WORK TO COMPLETE: Rewrite the material from the line containing "flat rock ledge: detect & box" up to and including the last line, keeping the requests and offsetting every box coordinate in the answers by +44. Leave out the pictures.

DATA LINES:
# # #
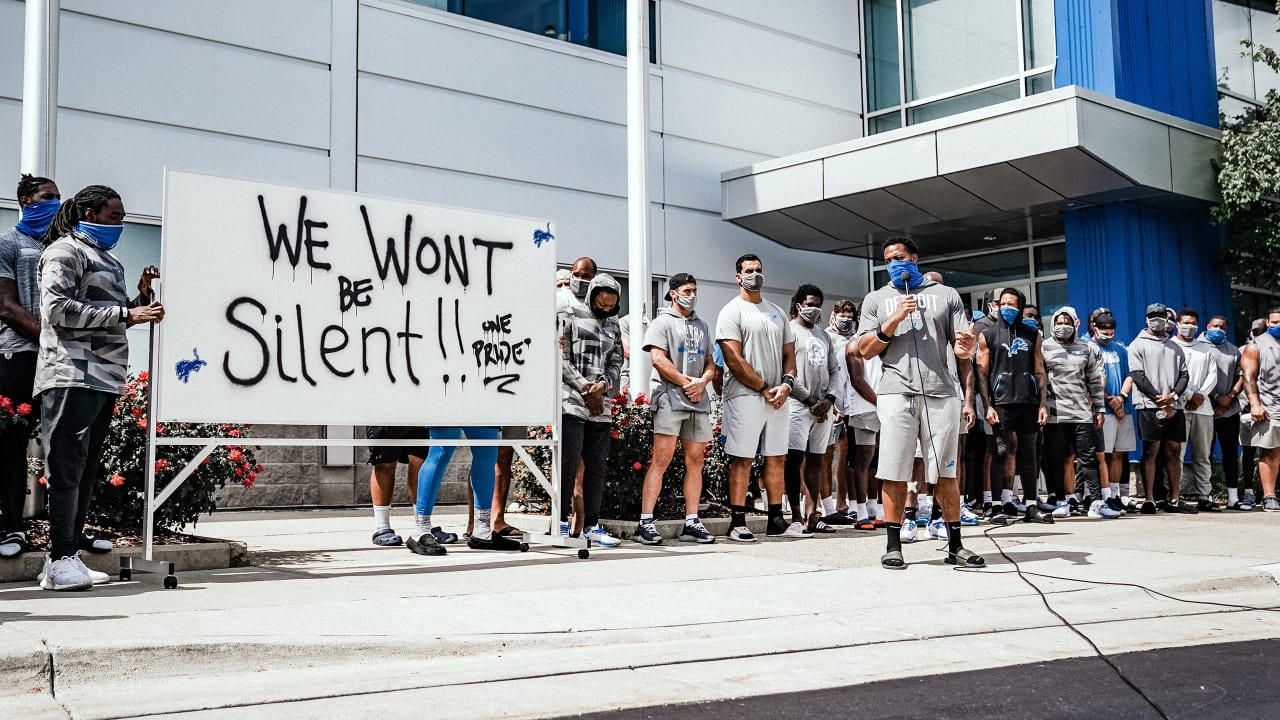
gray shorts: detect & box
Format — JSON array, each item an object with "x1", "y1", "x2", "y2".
[
  {"x1": 782, "y1": 400, "x2": 833, "y2": 455},
  {"x1": 876, "y1": 395, "x2": 961, "y2": 484},
  {"x1": 653, "y1": 395, "x2": 712, "y2": 442},
  {"x1": 722, "y1": 395, "x2": 791, "y2": 457},
  {"x1": 1102, "y1": 413, "x2": 1138, "y2": 452}
]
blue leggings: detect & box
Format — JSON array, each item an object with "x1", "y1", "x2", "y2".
[{"x1": 413, "y1": 428, "x2": 498, "y2": 515}]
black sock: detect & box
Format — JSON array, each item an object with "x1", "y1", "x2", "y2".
[{"x1": 884, "y1": 521, "x2": 902, "y2": 552}]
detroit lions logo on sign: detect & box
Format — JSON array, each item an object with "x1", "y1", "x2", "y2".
[{"x1": 1002, "y1": 337, "x2": 1032, "y2": 357}]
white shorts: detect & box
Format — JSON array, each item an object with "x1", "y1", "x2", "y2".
[
  {"x1": 783, "y1": 398, "x2": 833, "y2": 455},
  {"x1": 1102, "y1": 413, "x2": 1138, "y2": 452},
  {"x1": 722, "y1": 395, "x2": 791, "y2": 457},
  {"x1": 876, "y1": 395, "x2": 960, "y2": 484}
]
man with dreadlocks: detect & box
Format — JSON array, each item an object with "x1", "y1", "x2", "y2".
[
  {"x1": 35, "y1": 184, "x2": 164, "y2": 591},
  {"x1": 0, "y1": 174, "x2": 61, "y2": 557}
]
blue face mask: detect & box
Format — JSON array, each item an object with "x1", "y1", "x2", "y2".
[
  {"x1": 74, "y1": 222, "x2": 124, "y2": 250},
  {"x1": 887, "y1": 260, "x2": 924, "y2": 288},
  {"x1": 17, "y1": 200, "x2": 63, "y2": 237}
]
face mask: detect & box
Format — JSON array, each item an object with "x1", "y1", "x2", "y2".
[
  {"x1": 887, "y1": 260, "x2": 924, "y2": 288},
  {"x1": 17, "y1": 200, "x2": 63, "y2": 237},
  {"x1": 74, "y1": 220, "x2": 124, "y2": 250}
]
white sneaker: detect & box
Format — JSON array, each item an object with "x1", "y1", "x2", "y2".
[
  {"x1": 1089, "y1": 500, "x2": 1120, "y2": 520},
  {"x1": 897, "y1": 518, "x2": 915, "y2": 542},
  {"x1": 40, "y1": 556, "x2": 93, "y2": 591},
  {"x1": 929, "y1": 518, "x2": 951, "y2": 539},
  {"x1": 782, "y1": 523, "x2": 813, "y2": 538},
  {"x1": 582, "y1": 525, "x2": 622, "y2": 547}
]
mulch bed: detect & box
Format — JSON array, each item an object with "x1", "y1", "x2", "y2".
[{"x1": 18, "y1": 520, "x2": 207, "y2": 550}]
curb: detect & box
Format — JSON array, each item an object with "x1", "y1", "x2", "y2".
[{"x1": 0, "y1": 536, "x2": 250, "y2": 583}]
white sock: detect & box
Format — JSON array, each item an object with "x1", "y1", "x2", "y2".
[
  {"x1": 822, "y1": 497, "x2": 836, "y2": 515},
  {"x1": 471, "y1": 507, "x2": 493, "y2": 539},
  {"x1": 374, "y1": 505, "x2": 392, "y2": 532}
]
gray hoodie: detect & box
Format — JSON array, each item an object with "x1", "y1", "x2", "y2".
[
  {"x1": 1129, "y1": 331, "x2": 1190, "y2": 410},
  {"x1": 556, "y1": 273, "x2": 622, "y2": 423}
]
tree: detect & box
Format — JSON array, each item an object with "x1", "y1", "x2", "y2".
[{"x1": 1213, "y1": 1, "x2": 1280, "y2": 292}]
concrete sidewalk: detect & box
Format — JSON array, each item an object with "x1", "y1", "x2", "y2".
[{"x1": 0, "y1": 509, "x2": 1280, "y2": 719}]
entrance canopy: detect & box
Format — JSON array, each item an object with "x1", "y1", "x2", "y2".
[{"x1": 721, "y1": 86, "x2": 1221, "y2": 259}]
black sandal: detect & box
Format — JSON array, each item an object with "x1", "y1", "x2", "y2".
[{"x1": 946, "y1": 547, "x2": 987, "y2": 568}]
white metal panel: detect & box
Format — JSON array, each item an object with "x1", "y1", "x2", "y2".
[
  {"x1": 662, "y1": 135, "x2": 765, "y2": 213},
  {"x1": 360, "y1": 6, "x2": 662, "y2": 131},
  {"x1": 58, "y1": 14, "x2": 329, "y2": 154},
  {"x1": 63, "y1": 0, "x2": 329, "y2": 63},
  {"x1": 662, "y1": 3, "x2": 861, "y2": 113},
  {"x1": 55, "y1": 109, "x2": 329, "y2": 215},
  {"x1": 358, "y1": 76, "x2": 626, "y2": 197},
  {"x1": 680, "y1": 0, "x2": 859, "y2": 53},
  {"x1": 663, "y1": 68, "x2": 861, "y2": 156},
  {"x1": 813, "y1": 133, "x2": 938, "y2": 197}
]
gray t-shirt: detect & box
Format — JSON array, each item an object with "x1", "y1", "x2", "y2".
[
  {"x1": 858, "y1": 281, "x2": 972, "y2": 397},
  {"x1": 643, "y1": 307, "x2": 712, "y2": 413},
  {"x1": 716, "y1": 297, "x2": 796, "y2": 400},
  {"x1": 0, "y1": 228, "x2": 41, "y2": 352}
]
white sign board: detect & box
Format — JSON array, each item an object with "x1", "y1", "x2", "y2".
[{"x1": 152, "y1": 172, "x2": 559, "y2": 425}]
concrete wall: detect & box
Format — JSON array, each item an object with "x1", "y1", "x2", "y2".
[{"x1": 0, "y1": 0, "x2": 867, "y2": 505}]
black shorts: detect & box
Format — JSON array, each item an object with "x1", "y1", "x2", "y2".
[
  {"x1": 365, "y1": 425, "x2": 431, "y2": 465},
  {"x1": 1138, "y1": 410, "x2": 1187, "y2": 442}
]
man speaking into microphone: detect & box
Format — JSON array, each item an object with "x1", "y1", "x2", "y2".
[{"x1": 858, "y1": 237, "x2": 986, "y2": 570}]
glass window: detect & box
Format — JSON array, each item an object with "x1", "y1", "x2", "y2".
[
  {"x1": 1036, "y1": 242, "x2": 1066, "y2": 275},
  {"x1": 902, "y1": 0, "x2": 1020, "y2": 100},
  {"x1": 1023, "y1": 0, "x2": 1057, "y2": 69},
  {"x1": 906, "y1": 81, "x2": 1021, "y2": 126},
  {"x1": 865, "y1": 0, "x2": 902, "y2": 109}
]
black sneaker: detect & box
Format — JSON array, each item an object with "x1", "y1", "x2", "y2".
[
  {"x1": 404, "y1": 533, "x2": 448, "y2": 556},
  {"x1": 468, "y1": 533, "x2": 520, "y2": 552},
  {"x1": 631, "y1": 523, "x2": 662, "y2": 544},
  {"x1": 1023, "y1": 505, "x2": 1053, "y2": 525},
  {"x1": 680, "y1": 520, "x2": 716, "y2": 544}
]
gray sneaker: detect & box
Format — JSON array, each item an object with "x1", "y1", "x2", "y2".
[{"x1": 40, "y1": 555, "x2": 93, "y2": 591}]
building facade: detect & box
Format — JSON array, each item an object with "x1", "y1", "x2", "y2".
[{"x1": 0, "y1": 0, "x2": 1277, "y2": 505}]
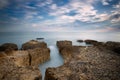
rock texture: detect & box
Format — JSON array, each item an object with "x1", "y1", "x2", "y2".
[
  {"x1": 0, "y1": 57, "x2": 42, "y2": 80},
  {"x1": 77, "y1": 39, "x2": 84, "y2": 43},
  {"x1": 45, "y1": 42, "x2": 120, "y2": 80},
  {"x1": 84, "y1": 39, "x2": 98, "y2": 44},
  {"x1": 22, "y1": 40, "x2": 47, "y2": 50},
  {"x1": 0, "y1": 40, "x2": 50, "y2": 80},
  {"x1": 28, "y1": 48, "x2": 50, "y2": 65},
  {"x1": 0, "y1": 43, "x2": 18, "y2": 51}
]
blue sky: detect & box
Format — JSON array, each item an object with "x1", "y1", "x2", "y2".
[{"x1": 0, "y1": 0, "x2": 120, "y2": 33}]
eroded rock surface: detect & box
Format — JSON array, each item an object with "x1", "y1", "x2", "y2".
[
  {"x1": 28, "y1": 48, "x2": 50, "y2": 65},
  {"x1": 0, "y1": 43, "x2": 18, "y2": 51},
  {"x1": 0, "y1": 40, "x2": 50, "y2": 80},
  {"x1": 45, "y1": 42, "x2": 120, "y2": 80}
]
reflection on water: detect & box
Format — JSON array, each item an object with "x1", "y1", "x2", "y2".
[{"x1": 39, "y1": 45, "x2": 63, "y2": 80}]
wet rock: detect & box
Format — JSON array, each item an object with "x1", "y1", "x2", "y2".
[
  {"x1": 45, "y1": 41, "x2": 120, "y2": 80},
  {"x1": 77, "y1": 40, "x2": 83, "y2": 43},
  {"x1": 5, "y1": 51, "x2": 30, "y2": 66},
  {"x1": 84, "y1": 39, "x2": 98, "y2": 44},
  {"x1": 28, "y1": 48, "x2": 50, "y2": 65},
  {"x1": 0, "y1": 43, "x2": 18, "y2": 51},
  {"x1": 56, "y1": 40, "x2": 72, "y2": 52},
  {"x1": 104, "y1": 41, "x2": 120, "y2": 54},
  {"x1": 22, "y1": 40, "x2": 47, "y2": 50},
  {"x1": 0, "y1": 52, "x2": 42, "y2": 80}
]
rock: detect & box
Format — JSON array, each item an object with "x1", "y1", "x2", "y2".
[
  {"x1": 45, "y1": 41, "x2": 120, "y2": 80},
  {"x1": 84, "y1": 39, "x2": 98, "y2": 44},
  {"x1": 0, "y1": 43, "x2": 18, "y2": 51},
  {"x1": 56, "y1": 40, "x2": 72, "y2": 52},
  {"x1": 22, "y1": 40, "x2": 47, "y2": 50},
  {"x1": 28, "y1": 48, "x2": 50, "y2": 65},
  {"x1": 0, "y1": 56, "x2": 42, "y2": 80},
  {"x1": 77, "y1": 40, "x2": 83, "y2": 43},
  {"x1": 6, "y1": 51, "x2": 30, "y2": 67},
  {"x1": 104, "y1": 41, "x2": 120, "y2": 54}
]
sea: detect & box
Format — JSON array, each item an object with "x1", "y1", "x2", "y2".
[{"x1": 0, "y1": 32, "x2": 120, "y2": 80}]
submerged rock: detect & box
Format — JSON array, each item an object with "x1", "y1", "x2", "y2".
[
  {"x1": 0, "y1": 43, "x2": 18, "y2": 51},
  {"x1": 84, "y1": 39, "x2": 98, "y2": 44},
  {"x1": 22, "y1": 40, "x2": 47, "y2": 50},
  {"x1": 28, "y1": 48, "x2": 50, "y2": 65},
  {"x1": 45, "y1": 41, "x2": 120, "y2": 80}
]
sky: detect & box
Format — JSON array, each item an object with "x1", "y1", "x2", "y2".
[{"x1": 0, "y1": 0, "x2": 120, "y2": 33}]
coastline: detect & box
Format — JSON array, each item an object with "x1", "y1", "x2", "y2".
[{"x1": 0, "y1": 40, "x2": 120, "y2": 80}]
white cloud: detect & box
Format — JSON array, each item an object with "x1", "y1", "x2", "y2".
[
  {"x1": 102, "y1": 0, "x2": 109, "y2": 5},
  {"x1": 0, "y1": 0, "x2": 9, "y2": 9},
  {"x1": 49, "y1": 0, "x2": 108, "y2": 23},
  {"x1": 37, "y1": 0, "x2": 53, "y2": 7}
]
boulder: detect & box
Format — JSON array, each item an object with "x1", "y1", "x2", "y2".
[
  {"x1": 0, "y1": 56, "x2": 42, "y2": 80},
  {"x1": 0, "y1": 43, "x2": 18, "y2": 51},
  {"x1": 22, "y1": 40, "x2": 47, "y2": 50},
  {"x1": 77, "y1": 39, "x2": 83, "y2": 43},
  {"x1": 45, "y1": 41, "x2": 120, "y2": 80},
  {"x1": 28, "y1": 48, "x2": 50, "y2": 65},
  {"x1": 104, "y1": 41, "x2": 120, "y2": 54},
  {"x1": 5, "y1": 50, "x2": 30, "y2": 67},
  {"x1": 84, "y1": 39, "x2": 98, "y2": 44},
  {"x1": 56, "y1": 40, "x2": 72, "y2": 51}
]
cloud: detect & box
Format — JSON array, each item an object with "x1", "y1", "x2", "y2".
[
  {"x1": 0, "y1": 0, "x2": 9, "y2": 9},
  {"x1": 49, "y1": 0, "x2": 109, "y2": 23},
  {"x1": 102, "y1": 0, "x2": 109, "y2": 5}
]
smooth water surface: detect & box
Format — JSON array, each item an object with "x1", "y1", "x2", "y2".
[{"x1": 0, "y1": 32, "x2": 120, "y2": 78}]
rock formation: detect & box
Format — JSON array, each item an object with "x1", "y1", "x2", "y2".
[
  {"x1": 22, "y1": 40, "x2": 47, "y2": 50},
  {"x1": 0, "y1": 40, "x2": 50, "y2": 80},
  {"x1": 0, "y1": 43, "x2": 18, "y2": 51},
  {"x1": 45, "y1": 41, "x2": 120, "y2": 80}
]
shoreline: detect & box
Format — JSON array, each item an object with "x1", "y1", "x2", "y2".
[{"x1": 0, "y1": 39, "x2": 120, "y2": 80}]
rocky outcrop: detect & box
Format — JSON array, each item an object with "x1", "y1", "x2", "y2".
[
  {"x1": 104, "y1": 41, "x2": 120, "y2": 54},
  {"x1": 0, "y1": 43, "x2": 18, "y2": 51},
  {"x1": 5, "y1": 51, "x2": 30, "y2": 67},
  {"x1": 0, "y1": 40, "x2": 50, "y2": 80},
  {"x1": 84, "y1": 39, "x2": 98, "y2": 44},
  {"x1": 22, "y1": 40, "x2": 47, "y2": 50},
  {"x1": 45, "y1": 40, "x2": 120, "y2": 80},
  {"x1": 0, "y1": 56, "x2": 42, "y2": 80},
  {"x1": 28, "y1": 48, "x2": 50, "y2": 65},
  {"x1": 57, "y1": 40, "x2": 72, "y2": 52}
]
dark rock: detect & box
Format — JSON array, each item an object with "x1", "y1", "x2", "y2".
[
  {"x1": 28, "y1": 48, "x2": 50, "y2": 65},
  {"x1": 22, "y1": 40, "x2": 47, "y2": 50},
  {"x1": 56, "y1": 40, "x2": 72, "y2": 52},
  {"x1": 45, "y1": 43, "x2": 120, "y2": 80},
  {"x1": 0, "y1": 43, "x2": 18, "y2": 51},
  {"x1": 104, "y1": 41, "x2": 120, "y2": 54}
]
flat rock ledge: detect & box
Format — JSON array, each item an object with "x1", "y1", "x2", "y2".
[
  {"x1": 45, "y1": 41, "x2": 120, "y2": 80},
  {"x1": 0, "y1": 40, "x2": 50, "y2": 80}
]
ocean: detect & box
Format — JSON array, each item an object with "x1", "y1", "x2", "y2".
[{"x1": 0, "y1": 32, "x2": 120, "y2": 78}]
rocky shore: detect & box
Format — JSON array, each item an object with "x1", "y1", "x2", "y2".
[
  {"x1": 0, "y1": 40, "x2": 50, "y2": 80},
  {"x1": 0, "y1": 40, "x2": 120, "y2": 80},
  {"x1": 45, "y1": 40, "x2": 120, "y2": 80}
]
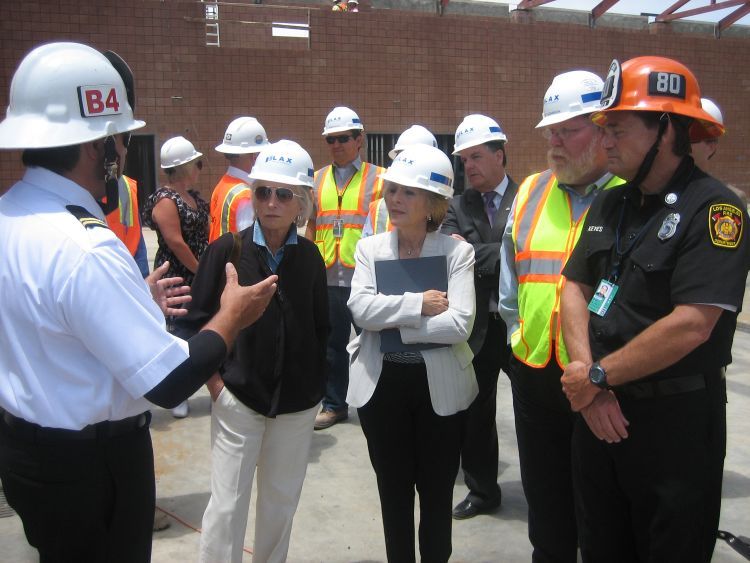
# # #
RESULT OF THE TASK:
flat rock ledge: detect & box
Format — JSON array, each item an object with "x1", "y1", "x2", "y2".
[
  {"x1": 89, "y1": 85, "x2": 164, "y2": 124},
  {"x1": 44, "y1": 84, "x2": 94, "y2": 124}
]
ocean: detect & box
Format — JSON array, each item an object with "x1", "y1", "x2", "y2".
[{"x1": 44, "y1": 76, "x2": 164, "y2": 122}]
rocky shore: detect & box
Format — JSON array, each item an object with "x1", "y1", "x2", "y2".
[
  {"x1": 44, "y1": 84, "x2": 94, "y2": 124},
  {"x1": 44, "y1": 84, "x2": 164, "y2": 124},
  {"x1": 89, "y1": 84, "x2": 164, "y2": 124}
]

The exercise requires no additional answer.